--- begin Passage to read ---
# Werewolf Costume 8'6" Tall. "Creature Reacher"



## MalmeyStudios (May 5, 2010)

*Werewolf Costume 9ft Tall. Finished - New Pics*

This costume came to me one night when I was sleeping, kinda a nightmare. So I started the build. I got cardboard tubes, drywall, stilts, werewolf hands, feet, a mask, and some upolstry foam.

Its huge!! Ive made arm and leg extentions. From the floor to my inseme is 50" and from my sholder to the finger tips is about 40". I have also taken a wetsuit and glued foam to it to give the werewolf some bulk! After trying this thing on I topped out at a little over 9ft tall!

SWEET!!!!!!

Ive got the build completly done!!

Let me know what you think!


----------



## the dogman (Jul 8, 2007)

Looking good!
Good idea to have a second, non-stilt plan too. Spending a night in stilts can be a pain in the butt.


----------



## BooBoo (Jun 14, 2010)

I really like your Werewolf Batguano. I also like the fact the arms are attached to yours, not dangling like others I've seen. It looks great in proportion.


----------



## kittyvibe (Oct 27, 2008)

wow, Im scared already! Looks awesome!


----------



## MalmeyStudios (May 5, 2010)

Thanks everyone, Im doing an instructable as Im building this. I will post the link once Im done with it.

Ya I do not like when the arms dangle, i want to be able to control them. The only bad thing is that the mask really throws off your perception on the stilts, Im gunna break my neck. Next year I may have to do a wheelchair based costume, lol. I hope noone takes offense to that, it was ment as a joke.

Anyway, Im gluing on the fur as we speak, this is a pain staking process. I cant wait to post finished pics.

Thanks Again and good luck costuming!
Jeremey


----------



## Howlyn (Sep 28, 2004)
--- end Passage to read ---
--- begin Records provided ---
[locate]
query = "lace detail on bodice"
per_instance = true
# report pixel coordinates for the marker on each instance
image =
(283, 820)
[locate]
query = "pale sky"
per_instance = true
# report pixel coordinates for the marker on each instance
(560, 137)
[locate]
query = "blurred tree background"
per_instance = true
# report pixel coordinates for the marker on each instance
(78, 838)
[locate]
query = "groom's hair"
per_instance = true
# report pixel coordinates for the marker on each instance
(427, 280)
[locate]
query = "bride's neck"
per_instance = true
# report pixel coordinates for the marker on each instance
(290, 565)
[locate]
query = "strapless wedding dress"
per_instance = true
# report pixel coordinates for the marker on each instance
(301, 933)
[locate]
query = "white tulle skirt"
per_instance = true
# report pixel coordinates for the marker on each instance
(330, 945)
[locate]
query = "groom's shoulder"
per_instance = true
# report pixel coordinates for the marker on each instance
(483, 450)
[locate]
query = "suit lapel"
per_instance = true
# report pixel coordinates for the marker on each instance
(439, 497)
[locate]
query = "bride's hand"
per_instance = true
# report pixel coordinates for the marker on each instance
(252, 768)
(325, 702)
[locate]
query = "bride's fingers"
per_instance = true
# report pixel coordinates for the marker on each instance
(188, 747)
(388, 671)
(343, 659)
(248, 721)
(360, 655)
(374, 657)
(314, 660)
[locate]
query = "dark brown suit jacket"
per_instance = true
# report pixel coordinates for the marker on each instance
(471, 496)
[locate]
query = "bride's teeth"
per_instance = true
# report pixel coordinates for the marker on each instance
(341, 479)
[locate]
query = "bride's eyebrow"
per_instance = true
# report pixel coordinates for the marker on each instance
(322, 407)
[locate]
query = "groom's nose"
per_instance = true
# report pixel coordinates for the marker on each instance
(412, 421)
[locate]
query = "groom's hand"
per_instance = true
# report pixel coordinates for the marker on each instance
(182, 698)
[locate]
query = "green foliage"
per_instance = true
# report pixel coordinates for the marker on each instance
--- end Records provided ---
From the werewolf costume thread, extract the passage that begins at the words "Its huge!! Ive" and stops after the words "(Jul 8, 2007)", reproducing it verbatim.

§ Output below:
Its huge!! Ive made arm and leg extentions. From the floor to my inseme is 50" and from my sholder to the finger tips is about 40". I have also taken a wetsuit and glued foam to it to give the werewolf some bulk! After trying this thing on I topped out at a little over 9ft tall!

SWEET!!!!!!

Ive got the build completly done!!

Let me know what you think!


----------



## the dogman (Jul 8, 2007)